Задание 1:
Ответьте на вопросы по отрывку о Мариенгофе и Есенине.
(a) Кому Есенин посвятил «Русь советскую»?
(b) Кем теперь оказывается герой Мариенгофа, который в поэме «Магдалина» был «недоноском» или «выкидышем»?
(c) В каком году Глубоковский разбирал стихи Мариенгофа?
Задание 2: Продолжите отрывок о Мариенгофе и Есенине с места, где он обрывается, сохраняя его стиль.

Отрывок:
━━━━━━━━━━

Томи Хуттунен - Имажинист Мариенгоф: Денди. Монтаж. Циники
Вновь возникает и мотив «иностранца в своей стране»: «О други, нам земля отказывает в материнстве. / Пусть будем мы в своей стране чужими».[190] В 1924 году уже «бывший» имажинист Есенин посвятил свою знаменитую «Русь советскую» А. Захарову. Однако нам представляется вполне оправданным считать это стихотворение репликой, обращенной к Мариенгофу, который писал в 1922 году: «В моей стране / Как будто я приемыш». Есенин же ответил ему в 1924-м: «В своей стране я словно иностранец». Впрочем, есенинский текст следует рассматривать шире — в контексте мариенгофских стихов о разочарованиях 1922 года. Так, в стихотворении «Наш стол сегодня бедностью накрыт…» Мариенгоф пишет: «Не нашим именем волнуются народы, / Не наши песни улица поет»,[191] а Есенин отвечает: «Другие юноши поют другие песни». Причем простое сравнение (у Есенина «словно», у Мариенгофа «как будто») несет здесь особый имажинистский оттенок, хотя некогда обязательный метафоризм уже не доминирует. Кроме того, в этих текстах говорится об одном: о том, как лирический герой оказывается «чужим», не «своим» в Советской России времен нэпа. Герой Мариенгофа, который в поэме «Магдалина» был «недоноском» или «выкидышем», оказывается теперь «приемышем», чужим и не любимым страной и читающей публикой. Вернувшийся «в край осиротелый» есенинский герой ощущает, что язык сограждан ему чужд, и чувствует себя лишним. Этот имажинистский диалог тем более интересен, что стихотворение Есенина было воспринято как его явный стилистический отход от «бурного имажинизма» и обращения к спокойному классическому стиху, как приближение к Пушкину.[192] Перекличка с Мариенгофом воспроизведена у Есенина как диалог между разумом и чувством:
Но голос мысли сердцу говорит:
«Опомнись! Чем же ты обижен?
Ведь это только новый свет горит
Другого поколения у хижин.
Уже ты стал немного отцветать,
Другие юноши поют другие песни.
Они, пожалуй, будут интересней —
Уж не село, а вся земля им мать».
Ах, родина, какой я стал смешной!
На щеки впалые летит сухой румянец.
Язык сограждан стал мне как чужой,
В своей стране я словно иностранец.[193]
Мариенгоф-поэт, как и имажинистская группа в целом, является порождением анархистской идеи борьбы со старым миром, разрушения ради созидания, и потому, когда борьба закончилась, была утрачена сама основа имажинистского дендизма. Характерны в этом смысле выводы, к которым пришел Глубоковский в своем разборе стихов Мариенгофа в 1924 году: «Миновала эпоха борьбы. Запестрели золотые лампочки Нэпа. Задышали заводы. Тяжелой, но ровной поступью зашагала жизнь. <…> И стихи Мариенгофа стали ясны. Исчезла нервозность. Стал локтем пульс. Кончилась горячка. <…> Спокойствие родило скуку. И романтическую грусть».[194] Как видим, критик тонко уловил изменение в общей тональности поэзии Мариенгофа.

━━━━━━━━━━

Перечень данных:
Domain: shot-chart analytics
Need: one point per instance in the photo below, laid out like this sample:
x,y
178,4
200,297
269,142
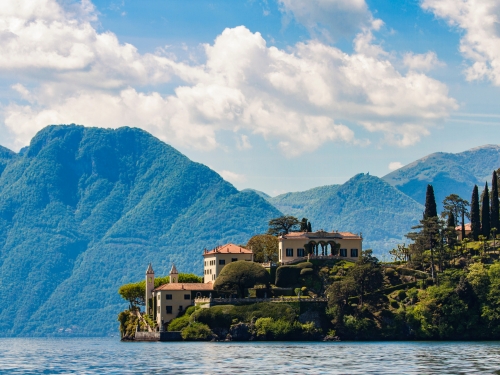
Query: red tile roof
x,y
315,235
228,249
186,286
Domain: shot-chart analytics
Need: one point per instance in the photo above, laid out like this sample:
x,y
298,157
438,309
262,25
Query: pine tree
x,y
485,212
475,220
495,215
430,203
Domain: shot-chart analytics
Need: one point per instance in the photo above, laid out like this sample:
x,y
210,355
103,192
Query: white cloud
x,y
395,165
422,62
480,42
232,177
297,99
339,17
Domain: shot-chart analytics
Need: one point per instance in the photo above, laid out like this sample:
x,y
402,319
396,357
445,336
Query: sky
x,y
274,95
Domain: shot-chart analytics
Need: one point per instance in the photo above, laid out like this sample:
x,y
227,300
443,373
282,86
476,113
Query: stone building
x,y
216,259
297,245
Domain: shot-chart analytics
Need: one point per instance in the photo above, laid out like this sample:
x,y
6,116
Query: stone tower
x,y
150,285
174,275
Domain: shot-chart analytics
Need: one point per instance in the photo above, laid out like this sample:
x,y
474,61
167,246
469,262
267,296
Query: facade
x,y
216,259
459,231
297,245
167,301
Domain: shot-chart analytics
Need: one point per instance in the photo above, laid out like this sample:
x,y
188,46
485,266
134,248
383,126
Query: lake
x,y
110,356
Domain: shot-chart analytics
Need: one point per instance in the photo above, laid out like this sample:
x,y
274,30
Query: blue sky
x,y
278,96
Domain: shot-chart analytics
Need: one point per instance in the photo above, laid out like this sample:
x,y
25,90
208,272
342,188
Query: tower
x,y
174,275
150,285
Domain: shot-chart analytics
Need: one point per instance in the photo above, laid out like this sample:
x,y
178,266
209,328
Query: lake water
x,y
110,356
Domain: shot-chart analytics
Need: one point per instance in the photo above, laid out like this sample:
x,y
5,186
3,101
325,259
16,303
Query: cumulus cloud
x,y
297,99
422,62
338,17
395,165
480,42
232,177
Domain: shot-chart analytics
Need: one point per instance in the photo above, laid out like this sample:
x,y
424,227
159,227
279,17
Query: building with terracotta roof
x,y
467,228
216,259
168,300
295,245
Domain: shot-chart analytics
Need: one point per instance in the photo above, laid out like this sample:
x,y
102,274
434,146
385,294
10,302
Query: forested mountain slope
x,y
84,210
448,173
364,204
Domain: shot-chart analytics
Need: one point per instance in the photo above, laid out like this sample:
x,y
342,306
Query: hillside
x,y
364,204
83,210
448,173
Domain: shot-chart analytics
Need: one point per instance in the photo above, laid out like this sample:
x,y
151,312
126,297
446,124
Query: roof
x,y
173,269
322,234
228,249
186,286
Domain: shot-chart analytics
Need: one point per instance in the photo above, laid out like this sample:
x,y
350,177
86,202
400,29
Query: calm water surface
x,y
109,356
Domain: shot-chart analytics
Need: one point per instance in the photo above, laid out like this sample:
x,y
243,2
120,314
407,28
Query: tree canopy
x,y
237,276
264,247
283,225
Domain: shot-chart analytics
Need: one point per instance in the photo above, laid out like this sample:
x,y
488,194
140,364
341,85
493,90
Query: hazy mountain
x,y
448,173
364,204
83,210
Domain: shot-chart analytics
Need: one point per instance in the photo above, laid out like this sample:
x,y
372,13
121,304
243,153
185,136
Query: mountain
x,y
447,173
84,210
364,204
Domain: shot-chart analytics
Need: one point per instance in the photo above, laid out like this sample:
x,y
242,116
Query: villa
x,y
296,245
167,301
216,259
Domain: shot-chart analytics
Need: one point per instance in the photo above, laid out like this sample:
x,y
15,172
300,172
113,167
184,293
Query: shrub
x,y
196,332
237,276
287,276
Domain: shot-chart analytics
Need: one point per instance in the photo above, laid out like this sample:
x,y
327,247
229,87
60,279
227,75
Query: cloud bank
x,y
298,99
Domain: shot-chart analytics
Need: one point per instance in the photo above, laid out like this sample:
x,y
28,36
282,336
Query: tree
x,y
265,248
485,212
430,203
237,276
282,225
495,218
475,220
458,206
134,293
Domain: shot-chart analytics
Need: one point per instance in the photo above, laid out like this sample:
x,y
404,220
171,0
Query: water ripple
x,y
109,356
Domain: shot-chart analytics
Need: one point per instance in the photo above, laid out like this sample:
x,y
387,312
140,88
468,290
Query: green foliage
x,y
264,247
82,212
283,225
237,276
196,332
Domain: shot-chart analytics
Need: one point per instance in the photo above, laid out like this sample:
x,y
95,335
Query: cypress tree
x,y
485,212
430,203
495,217
475,220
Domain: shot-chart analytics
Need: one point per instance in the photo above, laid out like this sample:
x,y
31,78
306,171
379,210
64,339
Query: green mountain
x,y
364,204
84,210
448,173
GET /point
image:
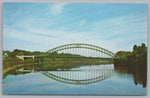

━━━━━━━━━━

Ответ 1:
(a) А. Захарову.
(b) «Приемышем».
(c) В 1924 году.

Ответ 2:
С началом нэпа закончилась революция, как в материальном, так и в духовном смысле. Для имажинистов это означало прекращение деятельности как таковой, потому что они жили идеей конфликта и отрицания. Вместе с концом революции исчезал их главный оппонент, так как в стране победившего коллективизма утрачивали всякий смысл имажинистская антиидейность и индивидуализм. И хотя Шершеневич еще надеялся на революцию «духовного порядка», время имажинистской борьбы, казалось бы, навсегда ушло. Настала эпоха утилитаризма и бытописательства, эпоха лефовского «литературного факта». Однако, как вскоре выяснилось, она стала «временем Мариенгофа» — периодом издания журнала «Гостиница для путешествующих в прекрасном» и новой борьбы. Ибо, если господствующая мода изменилась, изменился и главный враг имажинизма. Настала пора надевать новые маски.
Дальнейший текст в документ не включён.